» TEXT TO READ:

::::

The following features have been 
found to have an effect on intelligibility 
scores: 

• Word stress accuracy (Field, 
2005; Hahn, 2004) 

• Phonemic accuracy in strong 
syllables (Zielinski, 2006) 

• Grammatical accuracy (Derwing 
& Munro, 1997). 

Finally, important literature criticizes 
approaches to measuring 
comprehensibility and intelligibility that 
assume the perceptions of native 
speakers are the only or most appropriate 
standard by which to judge the speech of 
non-native speakers. A more appropriate 
standard might be mutual 
comprehensibility among non-native 
speakers of English (Jenkins, 2002; 
Murphy, 2014), or among subject groups 
with actual communication needs (e.g. 
undergraduate students and their 
professors). For this reason, the current 


study compares perceptions of 
international students’ speech in two 
target audiences (ESL instructors and 
Content Faculty at the same university)

::::

» RECORDED INFORMATION:

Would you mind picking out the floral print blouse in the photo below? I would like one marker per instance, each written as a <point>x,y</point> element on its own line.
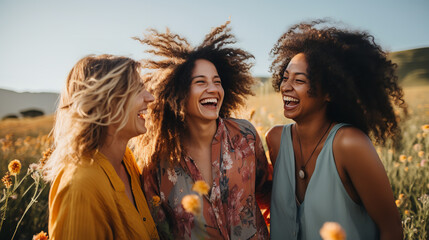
<point>230,210</point>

::::

» EXERCISES TO COMPLETE:
1: In the passage on intelligibility, which two target audiences does the current study compare?
2: Restate word for word the part of the passage on intelligibility starting with "Finally, important literature" and going on through "communication needs (e.g.".
3: Do these statements agree with the passage on intelligibility? Answer yes or no for each, and quote the deciding words.
(a) Grammatical accuracy is named as a feature found to affect intelligibility scores.
(b) The passage endorses native speakers' perceptions as the most appropriate standard for judging non-native speech.
(c) Phonemic accuracy in weak syllables is named as a feature affecting intelligibility scores.

» FULL ANSWERS:
1: ESL instructors and Content Faculty at the same university.

2:
Finally, important literature criticizes 
approaches to measuring 
comprehensibility and intelligibility that 
assume the perceptions of native 
speakers are the only or most appropriate 
standard by which to judge the speech of 
non-native speakers. A more appropriate 
standard might be mutual 
comprehensibility among non-native 
speakers of English (Jenkins, 2002; 
Murphy, 2014), or among subject groups 
with actual communication needs (e.g.

3:
(a) Yes: "Grammatical accuracy (Derwing & Munro, 1997)"
(b) No: "important literature criticizes approaches to measuring comprehensibility and intelligibility that assume the perceptions of native speakers are the only or most appropriate standard"
(c) No: "Phonemic accuracy in strong syllables"